◆ TO DO: What lines of the data hold the string "green"? Pull each one out.

----------

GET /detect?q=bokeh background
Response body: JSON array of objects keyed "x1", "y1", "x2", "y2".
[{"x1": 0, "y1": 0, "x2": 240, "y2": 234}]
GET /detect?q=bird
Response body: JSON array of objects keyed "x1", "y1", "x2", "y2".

----------

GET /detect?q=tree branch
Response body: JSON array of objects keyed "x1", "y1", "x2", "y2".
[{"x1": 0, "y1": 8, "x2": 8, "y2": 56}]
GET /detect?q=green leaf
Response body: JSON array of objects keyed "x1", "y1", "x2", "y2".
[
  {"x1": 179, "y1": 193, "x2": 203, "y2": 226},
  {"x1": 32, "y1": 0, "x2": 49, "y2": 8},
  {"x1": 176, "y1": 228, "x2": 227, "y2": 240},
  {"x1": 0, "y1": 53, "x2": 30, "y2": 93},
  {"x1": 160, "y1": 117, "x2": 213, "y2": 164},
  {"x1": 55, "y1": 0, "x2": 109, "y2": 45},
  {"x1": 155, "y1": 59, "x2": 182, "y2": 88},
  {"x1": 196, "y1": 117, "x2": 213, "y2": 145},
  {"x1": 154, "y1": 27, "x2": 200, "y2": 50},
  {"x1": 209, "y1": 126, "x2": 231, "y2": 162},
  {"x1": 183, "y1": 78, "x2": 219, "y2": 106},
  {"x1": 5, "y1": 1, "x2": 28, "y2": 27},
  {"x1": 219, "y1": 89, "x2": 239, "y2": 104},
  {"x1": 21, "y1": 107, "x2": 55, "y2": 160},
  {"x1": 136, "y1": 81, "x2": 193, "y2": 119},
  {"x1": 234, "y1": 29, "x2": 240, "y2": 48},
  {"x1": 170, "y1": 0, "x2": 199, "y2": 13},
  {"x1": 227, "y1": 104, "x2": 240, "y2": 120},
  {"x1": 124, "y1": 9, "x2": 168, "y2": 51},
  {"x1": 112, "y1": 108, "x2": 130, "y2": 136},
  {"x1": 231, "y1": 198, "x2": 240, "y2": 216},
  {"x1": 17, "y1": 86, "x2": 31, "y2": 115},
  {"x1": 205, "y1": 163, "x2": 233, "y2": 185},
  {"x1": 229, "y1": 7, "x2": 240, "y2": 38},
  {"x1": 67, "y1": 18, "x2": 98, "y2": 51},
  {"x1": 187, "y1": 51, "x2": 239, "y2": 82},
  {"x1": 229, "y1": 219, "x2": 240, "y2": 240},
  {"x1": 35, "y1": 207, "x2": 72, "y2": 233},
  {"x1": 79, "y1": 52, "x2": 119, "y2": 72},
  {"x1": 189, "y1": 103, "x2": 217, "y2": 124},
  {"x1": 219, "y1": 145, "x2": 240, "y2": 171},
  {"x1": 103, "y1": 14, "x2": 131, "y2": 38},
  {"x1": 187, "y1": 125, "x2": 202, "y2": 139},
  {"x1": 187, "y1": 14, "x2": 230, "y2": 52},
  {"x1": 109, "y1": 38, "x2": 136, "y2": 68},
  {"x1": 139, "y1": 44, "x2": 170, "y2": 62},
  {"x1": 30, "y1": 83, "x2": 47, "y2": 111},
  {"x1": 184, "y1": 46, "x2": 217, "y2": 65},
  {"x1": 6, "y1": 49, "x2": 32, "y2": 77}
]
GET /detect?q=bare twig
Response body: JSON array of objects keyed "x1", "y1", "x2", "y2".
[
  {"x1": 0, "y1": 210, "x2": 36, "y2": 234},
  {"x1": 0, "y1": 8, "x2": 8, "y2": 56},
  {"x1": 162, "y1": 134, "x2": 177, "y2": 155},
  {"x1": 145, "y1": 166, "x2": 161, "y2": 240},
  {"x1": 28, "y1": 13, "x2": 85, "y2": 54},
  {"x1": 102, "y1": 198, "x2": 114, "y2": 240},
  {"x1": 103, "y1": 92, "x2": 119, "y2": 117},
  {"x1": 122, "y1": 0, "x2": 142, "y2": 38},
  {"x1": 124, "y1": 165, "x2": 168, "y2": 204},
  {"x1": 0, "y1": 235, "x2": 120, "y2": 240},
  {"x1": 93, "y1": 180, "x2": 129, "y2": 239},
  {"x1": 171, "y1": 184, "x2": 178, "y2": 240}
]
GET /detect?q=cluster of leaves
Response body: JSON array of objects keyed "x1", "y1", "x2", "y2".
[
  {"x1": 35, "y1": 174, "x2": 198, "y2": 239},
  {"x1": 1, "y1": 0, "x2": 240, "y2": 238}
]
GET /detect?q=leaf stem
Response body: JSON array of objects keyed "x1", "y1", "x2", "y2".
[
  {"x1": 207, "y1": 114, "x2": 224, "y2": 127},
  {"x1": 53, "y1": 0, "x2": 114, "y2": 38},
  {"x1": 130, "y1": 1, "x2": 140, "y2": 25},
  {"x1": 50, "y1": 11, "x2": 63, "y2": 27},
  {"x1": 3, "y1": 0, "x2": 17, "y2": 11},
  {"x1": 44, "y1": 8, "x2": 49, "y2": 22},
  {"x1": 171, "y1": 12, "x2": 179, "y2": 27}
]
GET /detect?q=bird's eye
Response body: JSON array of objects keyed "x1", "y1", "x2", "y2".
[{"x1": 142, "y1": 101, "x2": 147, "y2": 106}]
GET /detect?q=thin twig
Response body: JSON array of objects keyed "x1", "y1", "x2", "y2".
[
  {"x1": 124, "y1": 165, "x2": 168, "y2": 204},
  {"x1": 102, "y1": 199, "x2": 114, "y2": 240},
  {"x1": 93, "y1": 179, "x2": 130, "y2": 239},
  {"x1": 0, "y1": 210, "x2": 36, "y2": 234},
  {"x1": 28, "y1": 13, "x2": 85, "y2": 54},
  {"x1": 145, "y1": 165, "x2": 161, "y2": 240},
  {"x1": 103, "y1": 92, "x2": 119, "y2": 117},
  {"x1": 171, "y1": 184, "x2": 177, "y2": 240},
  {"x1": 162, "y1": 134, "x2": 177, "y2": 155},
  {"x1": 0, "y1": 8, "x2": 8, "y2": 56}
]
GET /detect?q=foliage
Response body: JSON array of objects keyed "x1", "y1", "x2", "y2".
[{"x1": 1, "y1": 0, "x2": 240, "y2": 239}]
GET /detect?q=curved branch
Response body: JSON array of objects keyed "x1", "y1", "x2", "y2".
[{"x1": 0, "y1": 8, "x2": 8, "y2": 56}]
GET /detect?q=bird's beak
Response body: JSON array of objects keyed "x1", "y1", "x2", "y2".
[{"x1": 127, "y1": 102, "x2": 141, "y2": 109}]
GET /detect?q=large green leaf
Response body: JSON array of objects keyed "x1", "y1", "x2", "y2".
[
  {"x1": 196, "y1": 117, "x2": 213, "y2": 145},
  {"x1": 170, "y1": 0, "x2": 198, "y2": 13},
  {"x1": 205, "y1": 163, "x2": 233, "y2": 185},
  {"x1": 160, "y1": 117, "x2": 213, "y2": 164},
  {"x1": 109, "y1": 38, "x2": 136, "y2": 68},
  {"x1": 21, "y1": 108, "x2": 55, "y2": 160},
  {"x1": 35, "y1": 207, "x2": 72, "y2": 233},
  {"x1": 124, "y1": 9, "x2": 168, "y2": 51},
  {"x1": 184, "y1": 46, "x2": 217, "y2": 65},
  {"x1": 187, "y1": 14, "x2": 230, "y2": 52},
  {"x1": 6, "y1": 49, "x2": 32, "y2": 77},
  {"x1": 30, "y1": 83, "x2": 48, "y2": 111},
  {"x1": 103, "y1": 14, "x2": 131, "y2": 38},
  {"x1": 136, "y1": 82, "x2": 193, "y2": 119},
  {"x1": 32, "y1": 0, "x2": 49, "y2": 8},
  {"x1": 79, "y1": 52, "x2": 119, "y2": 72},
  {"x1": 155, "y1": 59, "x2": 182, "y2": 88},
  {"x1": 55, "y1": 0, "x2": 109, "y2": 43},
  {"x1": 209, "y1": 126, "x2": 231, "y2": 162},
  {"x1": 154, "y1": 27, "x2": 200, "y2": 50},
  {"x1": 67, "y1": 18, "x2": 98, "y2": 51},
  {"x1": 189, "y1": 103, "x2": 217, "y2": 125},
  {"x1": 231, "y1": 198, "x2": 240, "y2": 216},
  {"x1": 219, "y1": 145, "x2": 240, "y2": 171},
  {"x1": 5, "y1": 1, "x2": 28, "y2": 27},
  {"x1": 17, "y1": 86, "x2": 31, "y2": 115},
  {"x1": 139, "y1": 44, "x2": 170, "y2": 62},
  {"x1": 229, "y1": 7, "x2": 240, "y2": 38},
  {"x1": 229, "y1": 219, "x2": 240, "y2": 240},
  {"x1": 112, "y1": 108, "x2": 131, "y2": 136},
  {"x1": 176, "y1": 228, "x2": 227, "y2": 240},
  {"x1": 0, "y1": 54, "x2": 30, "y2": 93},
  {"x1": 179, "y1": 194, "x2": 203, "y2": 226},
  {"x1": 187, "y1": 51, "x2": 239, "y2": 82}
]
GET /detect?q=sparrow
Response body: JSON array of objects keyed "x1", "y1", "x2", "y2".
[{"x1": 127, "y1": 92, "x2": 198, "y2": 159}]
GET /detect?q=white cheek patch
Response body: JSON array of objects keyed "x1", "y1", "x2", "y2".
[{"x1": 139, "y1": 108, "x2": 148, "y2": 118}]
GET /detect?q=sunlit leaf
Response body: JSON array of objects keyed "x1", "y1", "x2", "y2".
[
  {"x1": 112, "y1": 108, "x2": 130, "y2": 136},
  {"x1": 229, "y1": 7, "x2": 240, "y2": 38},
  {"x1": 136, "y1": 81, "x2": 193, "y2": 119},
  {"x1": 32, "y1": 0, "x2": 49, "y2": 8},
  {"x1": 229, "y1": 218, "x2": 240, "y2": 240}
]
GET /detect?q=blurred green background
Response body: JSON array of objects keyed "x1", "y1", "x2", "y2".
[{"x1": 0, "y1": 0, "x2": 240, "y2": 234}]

----------

◆ RESULT BELOW:
GET /detect?q=green leaf
GET /detect?q=large green leaf
GET /detect?q=blurred green background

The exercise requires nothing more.